--- Start Passage to read ---

As we move into an unprecedented time, here at Reverse Shot we aim to continue writing about and connecting through film, even in what will likely need to be a limited capacity. In this new weekly column, Connected, one writer will send another a new piece of writing about a film they have been watching and pondering over, in the hopes that this will prompt a connection—emotional, thematic, historical, or analytical—to a different film the other has been watching or is inspired to rewatch. This ongoing column will be in the spirit of many past Reverse Shot symposiums, in which writers found connections between seemingly disparate cinematic works, and it will also help us maintain personal connection among our writers and our readers at this uncertain moment.

--- End Passage to read ---

- [Things to do]:
1. Do the following statements agree with the passage about the Connected column? For each, answer yes or no and quote the deciding words from the passage.
(a) Connected is published weekly.
(b) In Connected, two writers co-write a single review of the same film.
(c) The column is meant partly to help keep writers and readers personally connected.
2. Pick up the passage about the Connected column after its final sentence and carry it on.

--- Start Data ---

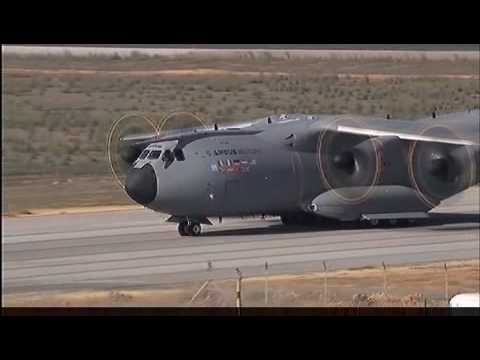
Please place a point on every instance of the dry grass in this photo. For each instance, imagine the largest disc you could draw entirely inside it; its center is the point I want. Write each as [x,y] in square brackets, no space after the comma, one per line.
[406,286]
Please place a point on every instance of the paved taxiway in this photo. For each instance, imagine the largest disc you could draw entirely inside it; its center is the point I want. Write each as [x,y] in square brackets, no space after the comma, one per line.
[137,248]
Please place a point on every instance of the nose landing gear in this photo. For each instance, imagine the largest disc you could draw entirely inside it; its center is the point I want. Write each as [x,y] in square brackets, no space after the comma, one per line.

--- End Data ---

- [Results for each task]:
1.
(a) Yes: "In this new weekly column, Connected"
(b) No: "one writer will send another a new piece of writing about a film they have been watching and pondering over, in the hopes that this will prompt a connection—emotional, thematic, historical, or analytical—to a different film the other has been watching or is inspired to rewatch"
(c) Yes: "it will also help us maintain personal connection among our writers and our readers at this uncertain moment"

2.
The Owl’s Legacy

The materials of The Owl’s Legacy are simple even if the cumulative effect of their arrangement is unfathomably profound. For this 1989 series for television, Chris Marker curated and filmed four symposia in the Grecian sense of the word: lush banquets followed by wine and energetic discussion, occasionally a little bit of music. Assembled at this quartet of tables—located in Berkeley, Tbilisi, Paris, and, of course, Athens—is a coterie of experts who discourse passionately and at length on different facets of Ancient Greek culture. Interspersed with these groupings are interviews with single subjects who echo, amplify, and occasionally contradict and complicate the discussions found in the symposia as well as provide occasional deep dives into more personal terrain sparked by the main theme. Owls (computer-rendered, sculpted, and painted) placed within these often abstracted frames look on; filmmakers Theo Angelopoulos and Elia Kazan make appearances in these spaces, as does the composer Iannis Xenakis. Each 27-minute episode is structured around and titled after a word derived from the Greek and appended with a cheekily Marker-esque subtitle: “SYMPOSIUM or Accepted Ideas,” “DEMOCRACY or The City of Dreams,” “MYTHOLOGY or Lies Like Truth,” “MISOGYNY or the Snares of Desire.” Since this all comes to us from the febrile imagination of Chris Marker, much conventional wisdom is overturned, there are detours to Tokyo and Cape Verde, trips to various antiquities museums and landmarks, dissections of 20th-century archival imagery, a brush against Vertigo, and at least a handful of cats. Imagine the globe-spanning, time-hopping Sans soleil, but with a more openly pedagogical bent.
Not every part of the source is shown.